ESTRATTO DELLA FONTE
RECESSIONE Svimez, però, nel parlare di Mezzogiorno, non manca di sottolineare con il Sud sia stato capace di resistere alle bordate della recessione economica. Ogni regione in misura differente, ma tutte, sono state capaci di non soccombere. È quella che Svimez definisce “resilienza alla crisi”, portata avanti attraverso elementi positivi come la crescita delle esportazioni anche in un periodo di rallentamento del commercio internazionale, segnale di produzioni competitive e di qualità e la ripartenza della domanda interna, rispetto alla quale il Mezzogiorno appare particolarmente reattivo. Come detto, non tutte le regioni meridionali sono state omogenee nella risposta alla crisi: le performance migliori sono state registrare in Campania e Basilicata.
La Calabria ha fatto segnare performance negative per calo demografico (-0,3% nel 2016 rispetto all’anno precedente: sono 1.965.100 i residenti), contrazione dell’occupazione nel settore industriale (-3%) e incremento della disoccupazione totale, che è passata dal 22,9% al 23,2%. Più che triplicato, poi, il dato sul ricorso alla Cassa integrazione in deroga: +311,7% tra il 2015 e il 2016.

DATI REGISTRATI
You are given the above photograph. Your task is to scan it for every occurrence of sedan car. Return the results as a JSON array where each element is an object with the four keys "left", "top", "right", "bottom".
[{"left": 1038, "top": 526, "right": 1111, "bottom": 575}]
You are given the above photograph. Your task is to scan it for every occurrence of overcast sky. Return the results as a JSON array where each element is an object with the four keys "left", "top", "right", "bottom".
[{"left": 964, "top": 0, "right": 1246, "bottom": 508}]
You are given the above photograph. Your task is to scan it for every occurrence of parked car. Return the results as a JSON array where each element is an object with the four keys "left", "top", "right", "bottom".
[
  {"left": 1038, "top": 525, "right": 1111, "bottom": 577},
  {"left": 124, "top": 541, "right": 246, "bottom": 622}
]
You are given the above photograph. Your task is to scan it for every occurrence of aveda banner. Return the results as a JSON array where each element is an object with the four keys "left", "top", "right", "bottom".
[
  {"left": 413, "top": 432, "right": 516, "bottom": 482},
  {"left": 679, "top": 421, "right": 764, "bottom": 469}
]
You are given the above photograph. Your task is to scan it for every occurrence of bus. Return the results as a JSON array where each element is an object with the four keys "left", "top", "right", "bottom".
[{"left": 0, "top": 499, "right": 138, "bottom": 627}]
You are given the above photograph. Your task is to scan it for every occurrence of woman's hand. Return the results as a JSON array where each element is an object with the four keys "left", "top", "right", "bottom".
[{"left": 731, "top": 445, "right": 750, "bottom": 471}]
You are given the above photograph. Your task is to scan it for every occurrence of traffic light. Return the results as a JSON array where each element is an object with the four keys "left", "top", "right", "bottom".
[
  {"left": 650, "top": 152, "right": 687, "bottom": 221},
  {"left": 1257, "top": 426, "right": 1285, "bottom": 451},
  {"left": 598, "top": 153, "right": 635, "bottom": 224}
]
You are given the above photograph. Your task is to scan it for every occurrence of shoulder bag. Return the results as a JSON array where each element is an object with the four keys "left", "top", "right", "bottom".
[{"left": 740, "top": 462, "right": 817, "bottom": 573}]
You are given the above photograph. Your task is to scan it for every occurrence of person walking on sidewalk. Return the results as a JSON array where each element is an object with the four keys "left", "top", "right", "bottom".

ESERCIZI DA SVOLGERE
1. Riscrivi il testo sul Mezzogiorno partendo da "La Calabria ha" e proseguendo fino a "2015 e il 2016.", sostituendo "Calabria" con "Sicilia".
2. Riporta le righe dei record dalla riga che contiene "occurrence of shoulder" fino alla fine dei record, richieste comprese. Nelle risposte sposta ogni coordinata aggiungendo 69 al suo valore.

SOLUZIONI DEGLI ESERCIZI
1.
La Sicilia ha fatto segnare performance negative per calo demografico (-0,3% nel 2016 rispetto all’anno precedente: sono 1.965.100 i residenti), contrazione dell’occupazione nel settore industriale (-3%) e incremento della disoccupazione totale, che è passata dal 22,9% al 23,2%. Più che triplicato, poi, il dato sul ricorso alla Cassa integrazione in deroga: +311,7% tra il 2015 e il 2016.

2.
You are given the above photograph. Your task is to scan it for every occurrence of shoulder bag. Return the results as a JSON array where each element is an object with the four keys "left", "top", "right", "bottom".
[{"left": 809, "top": 531, "right": 886, "bottom": 642}]
You are given the above photograph. Your task is to scan it for every occurrence of person walking on sidewalk. Return the results as a JSON array where each element is an object with the four keys "left", "top", "right", "bottom".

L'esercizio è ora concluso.